_Task material_:
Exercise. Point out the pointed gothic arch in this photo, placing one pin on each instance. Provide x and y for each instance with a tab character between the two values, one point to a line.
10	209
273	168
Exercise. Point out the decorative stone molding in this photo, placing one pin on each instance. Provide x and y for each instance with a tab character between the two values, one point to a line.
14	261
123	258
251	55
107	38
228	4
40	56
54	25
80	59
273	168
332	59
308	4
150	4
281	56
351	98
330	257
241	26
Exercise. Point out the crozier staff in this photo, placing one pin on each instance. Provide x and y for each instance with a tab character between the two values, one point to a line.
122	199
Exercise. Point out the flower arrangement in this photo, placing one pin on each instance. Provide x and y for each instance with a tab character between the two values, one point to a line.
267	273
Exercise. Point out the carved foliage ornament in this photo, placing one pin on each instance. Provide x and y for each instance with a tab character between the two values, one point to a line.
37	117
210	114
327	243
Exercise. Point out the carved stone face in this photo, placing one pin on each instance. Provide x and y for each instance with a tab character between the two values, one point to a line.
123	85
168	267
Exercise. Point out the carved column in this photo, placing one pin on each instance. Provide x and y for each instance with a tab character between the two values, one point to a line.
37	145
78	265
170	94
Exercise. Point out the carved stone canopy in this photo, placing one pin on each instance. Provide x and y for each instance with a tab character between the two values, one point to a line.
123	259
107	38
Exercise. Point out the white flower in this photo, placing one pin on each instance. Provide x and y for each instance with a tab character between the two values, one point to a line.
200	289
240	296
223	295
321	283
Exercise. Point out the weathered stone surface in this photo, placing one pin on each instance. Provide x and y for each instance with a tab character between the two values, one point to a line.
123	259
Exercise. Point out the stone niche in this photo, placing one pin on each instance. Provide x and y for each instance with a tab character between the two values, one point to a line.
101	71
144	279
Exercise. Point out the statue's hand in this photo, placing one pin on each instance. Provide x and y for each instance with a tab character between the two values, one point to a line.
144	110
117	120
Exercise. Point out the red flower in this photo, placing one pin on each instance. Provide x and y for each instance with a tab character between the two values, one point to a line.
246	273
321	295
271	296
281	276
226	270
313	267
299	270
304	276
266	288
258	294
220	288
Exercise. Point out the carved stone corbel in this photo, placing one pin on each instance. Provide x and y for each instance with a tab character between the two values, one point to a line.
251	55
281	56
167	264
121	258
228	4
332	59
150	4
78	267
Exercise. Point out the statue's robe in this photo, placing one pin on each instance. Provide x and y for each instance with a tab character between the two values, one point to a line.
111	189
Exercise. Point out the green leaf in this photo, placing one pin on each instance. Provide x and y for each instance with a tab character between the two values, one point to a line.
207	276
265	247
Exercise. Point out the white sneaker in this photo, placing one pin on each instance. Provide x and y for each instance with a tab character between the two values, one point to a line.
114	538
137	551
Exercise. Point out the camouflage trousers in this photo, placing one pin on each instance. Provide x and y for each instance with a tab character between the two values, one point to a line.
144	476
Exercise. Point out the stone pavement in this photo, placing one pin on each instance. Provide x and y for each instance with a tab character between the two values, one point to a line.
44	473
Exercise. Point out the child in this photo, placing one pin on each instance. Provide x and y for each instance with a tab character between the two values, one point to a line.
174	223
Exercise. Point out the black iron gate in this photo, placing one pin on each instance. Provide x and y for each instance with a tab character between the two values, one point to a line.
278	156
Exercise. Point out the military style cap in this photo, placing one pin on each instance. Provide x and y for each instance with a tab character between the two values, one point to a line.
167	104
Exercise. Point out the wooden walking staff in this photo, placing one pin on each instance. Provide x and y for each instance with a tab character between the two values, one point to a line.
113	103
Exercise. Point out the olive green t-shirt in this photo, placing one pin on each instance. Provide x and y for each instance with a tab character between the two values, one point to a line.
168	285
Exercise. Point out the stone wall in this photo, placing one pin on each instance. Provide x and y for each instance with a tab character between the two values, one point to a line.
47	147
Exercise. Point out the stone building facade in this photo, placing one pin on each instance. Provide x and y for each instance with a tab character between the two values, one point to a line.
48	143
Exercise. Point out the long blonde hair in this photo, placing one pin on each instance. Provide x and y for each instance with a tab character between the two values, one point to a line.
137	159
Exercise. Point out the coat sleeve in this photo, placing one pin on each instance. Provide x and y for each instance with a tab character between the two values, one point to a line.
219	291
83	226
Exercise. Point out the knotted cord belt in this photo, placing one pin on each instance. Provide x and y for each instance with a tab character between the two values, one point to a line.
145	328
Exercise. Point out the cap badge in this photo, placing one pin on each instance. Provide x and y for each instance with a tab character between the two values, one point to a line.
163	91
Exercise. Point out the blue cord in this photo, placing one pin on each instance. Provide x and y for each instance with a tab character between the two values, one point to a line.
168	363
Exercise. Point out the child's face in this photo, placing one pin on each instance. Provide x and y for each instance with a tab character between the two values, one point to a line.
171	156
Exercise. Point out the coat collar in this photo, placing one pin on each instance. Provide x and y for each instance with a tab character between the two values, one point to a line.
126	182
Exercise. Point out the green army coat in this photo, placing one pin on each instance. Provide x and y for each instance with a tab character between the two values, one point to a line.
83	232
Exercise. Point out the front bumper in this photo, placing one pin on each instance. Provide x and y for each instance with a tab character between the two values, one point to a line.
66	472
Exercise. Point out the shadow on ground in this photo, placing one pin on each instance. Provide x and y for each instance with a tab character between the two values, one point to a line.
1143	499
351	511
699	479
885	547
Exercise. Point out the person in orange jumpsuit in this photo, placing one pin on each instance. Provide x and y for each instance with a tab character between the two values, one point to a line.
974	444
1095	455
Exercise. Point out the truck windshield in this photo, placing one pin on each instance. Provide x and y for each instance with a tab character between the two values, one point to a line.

_Problem statement_: Output the entries verbatim.

_Written solution_:
Exercise. Point out the pointed gothic arch in this photo, placing one pin on each instance. Provide x and y for each instance with a tab character between the two values, one point to a line.
10	209
273	168
Exercise. Point out the decorative stone molding in this photo, placing one pin on each instance. Provide x and y for each instance with a tab character between the two values, one point to a line.
14	261
123	258
251	55
107	38
228	4
40	56
54	25
80	59
273	168
332	59
308	4
150	4
281	56
351	98
330	257
241	26
Exercise. Point out the crozier staff in this photo, placing one pin on each instance. Provide x and y for each instance with a tab character between the two values, one point to a line.
122	199
Exercise. Point out the flower arrangement in this photo, placing one pin on each instance. Provide x and y for each instance with a tab character between the two values, one point to a line.
267	273
Exercise. Point out the carved foliage ornament in this photo, placing one pin on each instance. Provide x and y for each instance with a tab character between the two values, one point to a line.
37	117
210	114
327	243
Exercise. Point out the carved stone face in this photo, placing one pin on each instance. Provide x and y for each instance with a tab character between the two values, one point to a line.
123	85
168	267
Exercise. Point out the carved column in this photo, placing one pin on each instance. Provide x and y for each instance with a tab character between the two values, one point to a line.
37	145
78	265
170	94
Exercise. Point out the carved stone canopy in this photo, placing one pin on each instance. Provide x and y for each instance with a tab character between the two values, one point to a line.
123	259
107	38
Exercise. Point out the white flower in this photo, placing one pin on each instance. Provide x and y for each instance with a tab character between the two values, one point to a line.
200	289
240	296
223	295
321	283
Exercise. Point out the weathered stone surface in this photo, placing one pin on each instance. Provide x and y for each instance with a tab character between the two values, one point to a line.
123	259
Exercise. Point out the stone niche in this photo, placing one pin on each instance. Provide x and y for each instance with a tab character between the two values, one point to a line.
101	71
144	279
Exercise. Point out the statue's hand in this photo, placing one pin on each instance. Provide x and y for each instance with a tab character between the two values, one point to a line.
144	110
117	120
Exercise. Point out the red flower in this photo, placing one pin on each instance. Provide x and y for each instance with a tab character between the two values, one point to a line.
246	273
321	295
271	296
281	276
226	270
313	267
299	270
304	276
266	288
258	294
220	288
Exercise. Point out the carved stone corbel in this photo, placing one pin on each instance. Provide x and y for each instance with a tab character between the two values, one point to a line.
251	55
281	56
167	264
121	258
228	4
332	59
150	4
78	267
Exercise. Point out the statue's robe in this photo, placing one pin on each instance. Provide x and y for each instance with a tab character between the two values, one point to a line.
111	189
Exercise. Point out the green leaf in this photo, placing one pin on each instance. Provide x and y for each instance with a tab character between the two values, one point to a line.
207	276
265	247
Exercise. Point out the white sneaker in this photo, placing one pin on each instance. Provide x and y for each instance with a tab character between the two values, one point to a line.
114	538
137	551
Exercise. Point out the camouflage trousers in this photo, placing one pin on each instance. Provide x and y for each instance with a tab character between the two values, one point to a line.
144	476
Exercise. Point out the stone pavement in this photo, placing one pin on each instance. Provide x and y for each instance with a tab character between the two values, one point to a line.
44	473
Exercise. Point out the child in this photo, placing one pin on each instance. Provide x and y for each instance with a tab character between the two values, one point to a line.
174	223
Exercise. Point out the black iron gate in this photo, placing one pin on each instance. Provide x and y for each instance with a tab character between the two values, one point to a line.
278	156
Exercise. Point out the military style cap in this photo, placing one pin on each instance. Provide x and y for each instance with a tab character between the two values, one point to a line.
167	104
Exercise. Point out the wooden walking staff in this photo, placing one pin on each instance. Provide x and y for each instance with a tab character between the two values, one point to a line.
113	103
Exercise. Point out the olive green t-shirt in this photo, placing one pin on each instance. Provide x and y for each instance with a tab character between the two values, one point to a line.
168	285
Exercise. Point out the stone wall in this photo, placing one pin on each instance. Provide x and y for each instance with a tab character between the two values, one point to a line.
47	147
Exercise. Point out the stone building facade in this photo, placing one pin on each instance. Provide x and y for each instance with a tab character between the two values, one point to a line.
48	143
Exercise. Point out the long blonde hair in this photo, placing one pin on each instance. Provide x and y for each instance with a tab character between the two values, one point to a line.
137	159
Exercise. Point out the coat sleeve in this photo, placing one pin on each instance. Provide x and y for each instance with a tab character between the two values, one point to a line.
219	291
83	226
Exercise. Point out the knotted cord belt in this photo, placing one pin on each instance. Provide x and y for each instance with a tab character between the two values, one point to a line.
145	328
Exercise. Point out the cap badge in this photo, placing one pin on each instance. Provide x and y for each instance with a tab character between the two values, one point to a line.
163	91
Exercise. Point out the blue cord in this photo, placing one pin on each instance. Provide x and y for each instance with a tab character between the two values, one point to a line.
168	363
Exercise. Point out the child's face in this photo, placing one pin on each instance. Provide x and y for each instance with a tab character between the two values, one point to a line.
171	156
Exercise. Point out the coat collar in this photo, placing one pin on each instance. Provide x and y for each instance with a tab character between the two values, one point to a line.
126	182
Exercise. Point out the green army coat in this photo, placing one pin on each instance. Provide x and y for each instance with a tab character between the two values, one point to a line.
83	232
Exercise. Point out the front bumper in this photo, placing one pin on each instance. Provide x and y for each instance with a tab character between the two values, one point to a line.
66	472
Exercise. Point out the shadow on ground in this photo, placing one pin on each instance. Provide x and y for each instance with a tab character between the two values, one point to a line.
1143	499
351	511
699	479
885	547
Exercise. Point out the person in orange jumpsuit in this photo, placing one pin on each instance. Provide x and y for each instance with a tab character between the two values, one point to a line.
974	444
1095	455
Exercise. Point out the truck windshield in this photo, placing one pin on each instance. Provide x and y for each instance with a tab character between the two values, one point to a line.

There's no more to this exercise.